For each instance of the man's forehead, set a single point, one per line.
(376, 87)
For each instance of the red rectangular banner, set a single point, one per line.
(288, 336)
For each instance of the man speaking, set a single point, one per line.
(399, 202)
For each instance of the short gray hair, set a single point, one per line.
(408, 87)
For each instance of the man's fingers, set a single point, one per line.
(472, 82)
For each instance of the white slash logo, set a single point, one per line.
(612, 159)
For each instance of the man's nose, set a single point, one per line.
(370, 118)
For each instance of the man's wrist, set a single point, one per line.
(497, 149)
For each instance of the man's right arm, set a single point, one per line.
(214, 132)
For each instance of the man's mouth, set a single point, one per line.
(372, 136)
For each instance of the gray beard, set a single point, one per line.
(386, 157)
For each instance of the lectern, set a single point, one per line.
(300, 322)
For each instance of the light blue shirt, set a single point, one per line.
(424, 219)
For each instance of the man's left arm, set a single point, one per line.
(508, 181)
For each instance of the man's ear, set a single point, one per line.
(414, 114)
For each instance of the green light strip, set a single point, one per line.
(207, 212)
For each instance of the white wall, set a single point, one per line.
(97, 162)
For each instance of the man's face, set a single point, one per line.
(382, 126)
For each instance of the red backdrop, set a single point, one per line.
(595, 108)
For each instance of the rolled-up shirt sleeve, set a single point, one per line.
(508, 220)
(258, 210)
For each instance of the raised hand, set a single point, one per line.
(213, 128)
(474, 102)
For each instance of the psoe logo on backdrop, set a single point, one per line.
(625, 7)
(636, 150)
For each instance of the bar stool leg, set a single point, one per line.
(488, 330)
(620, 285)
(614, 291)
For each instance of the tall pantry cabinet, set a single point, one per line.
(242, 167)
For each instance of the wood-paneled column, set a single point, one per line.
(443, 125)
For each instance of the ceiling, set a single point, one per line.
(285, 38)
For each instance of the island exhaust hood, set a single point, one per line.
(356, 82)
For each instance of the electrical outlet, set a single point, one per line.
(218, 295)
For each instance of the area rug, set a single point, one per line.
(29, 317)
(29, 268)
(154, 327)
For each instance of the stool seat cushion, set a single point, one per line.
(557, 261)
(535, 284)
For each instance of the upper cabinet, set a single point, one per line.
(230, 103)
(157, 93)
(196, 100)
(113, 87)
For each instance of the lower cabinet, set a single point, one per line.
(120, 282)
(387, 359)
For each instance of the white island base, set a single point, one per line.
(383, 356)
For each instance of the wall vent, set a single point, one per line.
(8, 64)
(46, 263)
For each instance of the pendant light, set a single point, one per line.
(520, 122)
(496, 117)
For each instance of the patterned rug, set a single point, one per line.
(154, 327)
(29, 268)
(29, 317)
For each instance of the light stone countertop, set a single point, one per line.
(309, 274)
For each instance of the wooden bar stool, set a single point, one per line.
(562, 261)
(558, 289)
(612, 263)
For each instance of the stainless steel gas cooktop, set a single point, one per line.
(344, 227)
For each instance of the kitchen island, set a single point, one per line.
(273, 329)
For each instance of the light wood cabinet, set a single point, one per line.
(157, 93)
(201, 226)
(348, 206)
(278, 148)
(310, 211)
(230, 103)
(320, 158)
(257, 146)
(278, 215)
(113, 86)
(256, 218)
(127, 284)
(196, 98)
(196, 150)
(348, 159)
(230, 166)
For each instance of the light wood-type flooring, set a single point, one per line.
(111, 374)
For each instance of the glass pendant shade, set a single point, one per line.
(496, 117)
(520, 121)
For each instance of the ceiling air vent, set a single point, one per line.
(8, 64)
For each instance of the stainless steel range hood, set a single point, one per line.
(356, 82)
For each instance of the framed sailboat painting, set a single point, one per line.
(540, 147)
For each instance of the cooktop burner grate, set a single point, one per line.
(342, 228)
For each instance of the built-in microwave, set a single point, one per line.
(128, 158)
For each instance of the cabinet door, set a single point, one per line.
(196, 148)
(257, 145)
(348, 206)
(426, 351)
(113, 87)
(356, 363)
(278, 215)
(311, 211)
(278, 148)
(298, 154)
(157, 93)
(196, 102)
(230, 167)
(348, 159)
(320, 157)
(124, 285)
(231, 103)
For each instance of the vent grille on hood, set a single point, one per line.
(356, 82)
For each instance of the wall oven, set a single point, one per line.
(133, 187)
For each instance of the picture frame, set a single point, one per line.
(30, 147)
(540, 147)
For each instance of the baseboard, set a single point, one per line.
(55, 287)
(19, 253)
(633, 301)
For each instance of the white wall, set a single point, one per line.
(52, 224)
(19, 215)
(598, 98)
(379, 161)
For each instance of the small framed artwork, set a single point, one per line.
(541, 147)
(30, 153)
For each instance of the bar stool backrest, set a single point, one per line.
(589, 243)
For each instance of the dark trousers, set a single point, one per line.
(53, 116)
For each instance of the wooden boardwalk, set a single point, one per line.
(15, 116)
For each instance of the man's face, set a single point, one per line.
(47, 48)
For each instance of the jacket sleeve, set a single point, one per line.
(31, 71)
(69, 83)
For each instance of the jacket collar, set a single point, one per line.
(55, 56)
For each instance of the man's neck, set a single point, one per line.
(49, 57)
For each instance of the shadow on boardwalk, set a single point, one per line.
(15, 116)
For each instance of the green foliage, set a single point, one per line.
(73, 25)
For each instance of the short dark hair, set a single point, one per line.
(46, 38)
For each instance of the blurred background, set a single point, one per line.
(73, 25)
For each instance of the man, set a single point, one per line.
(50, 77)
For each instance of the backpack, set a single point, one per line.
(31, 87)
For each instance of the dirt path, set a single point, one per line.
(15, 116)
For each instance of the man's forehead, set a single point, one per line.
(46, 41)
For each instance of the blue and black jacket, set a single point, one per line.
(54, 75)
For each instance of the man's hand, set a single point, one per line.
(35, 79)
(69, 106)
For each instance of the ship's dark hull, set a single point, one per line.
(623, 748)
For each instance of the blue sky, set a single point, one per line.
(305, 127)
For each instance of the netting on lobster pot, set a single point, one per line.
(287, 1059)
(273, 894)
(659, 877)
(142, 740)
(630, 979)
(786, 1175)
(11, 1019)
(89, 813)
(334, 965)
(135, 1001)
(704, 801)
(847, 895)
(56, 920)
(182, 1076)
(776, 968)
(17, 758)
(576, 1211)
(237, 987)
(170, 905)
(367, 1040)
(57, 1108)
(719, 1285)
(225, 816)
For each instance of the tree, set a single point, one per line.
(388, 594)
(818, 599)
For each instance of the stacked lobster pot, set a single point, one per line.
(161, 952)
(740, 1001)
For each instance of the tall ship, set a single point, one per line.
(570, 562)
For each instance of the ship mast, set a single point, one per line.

[Stated goal]: Return all of the entries word for word.

[Correct output]:
For each instance of the man's forehead, set a single point, one per line.
(376, 87)
For each instance of the red rectangular banner, set a single point, one per line.
(288, 336)
For each instance of the man speaking, set a single point, one per line.
(399, 202)
For each instance of the short gray hair, set a single point, one per line.
(408, 87)
For each instance of the man's fingers, set a single point, one per line.
(472, 82)
For each instance of the white slash logo, set a single point, one per line.
(612, 159)
For each instance of the man's nose, set a single point, one per line.
(370, 118)
For each instance of the man's wrist, set a single point, one per line.
(497, 149)
For each instance of the man's right arm, set a single point, one per line.
(214, 132)
For each instance of the man's mouth, set a single point, one per line.
(372, 136)
For each instance of the gray beard, set a single point, one per line.
(386, 157)
For each instance of the lectern, set a single point, one per line.
(300, 322)
For each instance of the light blue shirt, set a single point, one per line.
(424, 219)
For each instance of the man's left arm, set a single point, one per line.
(508, 181)
For each instance of the man's ear, set a single point, one per line.
(414, 114)
For each instance of the green light strip, set a single point, one per line.
(207, 212)
For each instance of the white wall, set a single point, one per line.
(97, 162)
For each instance of the man's face, set a single point, one per line.
(382, 126)
For each instance of the red backdrop, set a single point, one per line.
(595, 108)
For each instance of the rolled-up shirt sleeve, set a single point, one per line.
(508, 220)
(258, 210)
For each instance of the raised hand, set a single point, one per line.
(213, 128)
(474, 102)
For each instance of the psoe logo on backdrop, set a single point, one per line.
(625, 7)
(636, 150)
For each instance of the bar stool leg, set a single point, one per line.
(488, 330)
(620, 285)
(614, 291)
For each instance of the tall pantry cabinet, set a single point, one per line.
(242, 167)
For each instance of the wood-paneled column, set a single point, one per line.
(443, 125)
For each instance of the ceiling, set a single point, one per line.
(285, 38)
For each instance of the island exhaust hood, set a single point, one per line.
(356, 82)
For each instance of the electrical outlet, set a single point, one per line.
(218, 295)
For each instance of the area rug, set a single point, one per line.
(29, 317)
(29, 268)
(154, 327)
For each instance of the stool seat cushion, set a single point, one per line.
(557, 261)
(535, 284)
For each instance of the upper cabinet, set a single point, one per line.
(230, 103)
(157, 93)
(196, 100)
(113, 87)
For each instance of the lower cabinet, set a single point, one per line.
(120, 282)
(387, 359)
For each instance of the white island base, set a single point, one per line.
(383, 356)
For each instance of the wall vent, set a single point, one per line.
(8, 64)
(46, 263)
For each instance of the pendant light, set a single point, one per line.
(520, 122)
(496, 117)
For each instance of the patterned rug, set a single point, one per line.
(154, 327)
(29, 268)
(29, 317)
For each instance of the light stone countertop, set a single point, one per line.
(309, 274)
For each instance of the wooden bar stool, set a single point, one per line.
(562, 261)
(558, 289)
(612, 263)
For each instance of the stainless steel gas cooktop, set a single point, one per line.
(344, 227)
For each instance of the kitchen island, set a single point, one per line.
(273, 329)
For each instance of the light wood cabinet, set a single point, one per line.
(157, 93)
(201, 226)
(348, 206)
(278, 148)
(310, 211)
(230, 103)
(320, 158)
(257, 146)
(278, 215)
(113, 86)
(256, 218)
(127, 284)
(196, 98)
(196, 150)
(348, 159)
(230, 166)
For each instance of the light wood-type flooring, set a single point, one per line.
(111, 374)
For each instance of the glass pendant shade, set a single point, one per line.
(496, 117)
(520, 121)
For each instance of the ceiling air vent, set a single point, one per line.
(8, 64)
For each instance of the stainless steel range hood, set a single point, one per line.
(356, 82)
For each instance of the framed sailboat painting, set a single point, one per line.
(540, 147)
For each instance of the cooktop burner grate, set a single point, one per line.
(342, 228)
For each instance of the built-in microwave, set a single point, one per line.
(128, 158)
For each instance of the cabinet door, set a single point, one per line.
(196, 148)
(257, 145)
(348, 206)
(426, 351)
(113, 87)
(356, 363)
(278, 215)
(311, 211)
(278, 148)
(298, 154)
(157, 93)
(196, 102)
(230, 167)
(348, 159)
(320, 157)
(124, 285)
(231, 103)
For each instance of the vent grille on hood, set a single point, one per line.
(356, 82)
For each instance of the wall oven, set a single point, one per line.
(133, 187)
For each instance of the picture frame, set a single point, one per line.
(30, 147)
(540, 147)
For each instance of the baseboard, set a single point, one per line.
(55, 287)
(19, 253)
(633, 301)
For each instance of the white wall, set a single point, one per line.
(52, 224)
(19, 215)
(598, 98)
(379, 161)
For each instance of the small framed artwork, set a single point, one per line.
(541, 147)
(30, 153)
For each instance of the bar stool backrest, set a single point, one per line.
(589, 243)
For each instance of the dark trousers, set a single point, one per line.
(53, 116)
For each instance of the wooden boardwalk, set a single point, one per line.
(15, 116)
For each instance of the man's face, set a single point, one per line.
(47, 48)
For each instance of the jacket sleeve, set a single point, one per line.
(31, 71)
(69, 83)
For each instance of the jacket collar, set a single point, one per line.
(55, 56)
For each instance of the man's neck, set a single point, one per line.
(49, 57)
For each instance of the shadow on boardwalk, set a single point, one per line.
(15, 116)
For each instance of the green foliage, set a single point, one per line.
(73, 25)
For each instance of the short dark hair, set a single point, one per line.
(46, 38)
For each instance of the blurred background, set a single point, one per line.
(73, 25)
For each instance of the man, set a single point, one per line.
(50, 77)
For each instance of the backpack, set a single point, one per line.
(31, 87)
For each instance of the dirt path, set a single point, one per line.
(15, 116)
For each instance of the man's forehead, set a single point, one per line.
(46, 41)
For each instance of the blue and black jacket, set a single point, one per line.
(54, 75)
For each instance of the man's hand, set a single point, one per line.
(35, 79)
(69, 106)
For each instance of the ship's dark hull, set a single point, one per line.
(623, 748)
For each instance of the blue sky, set a single point, one per line.
(305, 127)
For each instance of the netting on lobster pot, set a single point, one per line.
(287, 1059)
(273, 894)
(659, 877)
(142, 740)
(630, 979)
(786, 1175)
(11, 1019)
(89, 813)
(334, 965)
(135, 1001)
(704, 801)
(847, 895)
(56, 920)
(182, 1076)
(776, 968)
(17, 758)
(576, 1211)
(237, 987)
(170, 905)
(367, 1040)
(57, 1108)
(719, 1285)
(225, 816)
For each instance of the tree, set a single point, one per line.
(388, 594)
(818, 599)
For each instance of the stacked lobster pot, set a single point, one per line.
(161, 952)
(740, 1001)
For each instance of the tall ship, set a single point, one per line.
(570, 562)
For each instance of the ship mast, set a single point, one per line.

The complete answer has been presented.